→ Written request: Put the lines below into a Markdown table with two columns, Row and Text, where Row gives each line's number and Text holds the line itself; omit any blank lines.

→ Supplied data:
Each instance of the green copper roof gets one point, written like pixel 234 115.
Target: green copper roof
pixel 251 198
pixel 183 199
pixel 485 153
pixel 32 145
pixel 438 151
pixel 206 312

→ Worked answer:
| Row | Text |
|---|---|
| 1 | Each instance of the green copper roof gets one point, written like pixel 234 115. |
| 2 | Target: green copper roof |
| 3 | pixel 251 198 |
| 4 | pixel 183 199 |
| 5 | pixel 485 153 |
| 6 | pixel 32 145 |
| 7 | pixel 438 151 |
| 8 | pixel 206 312 |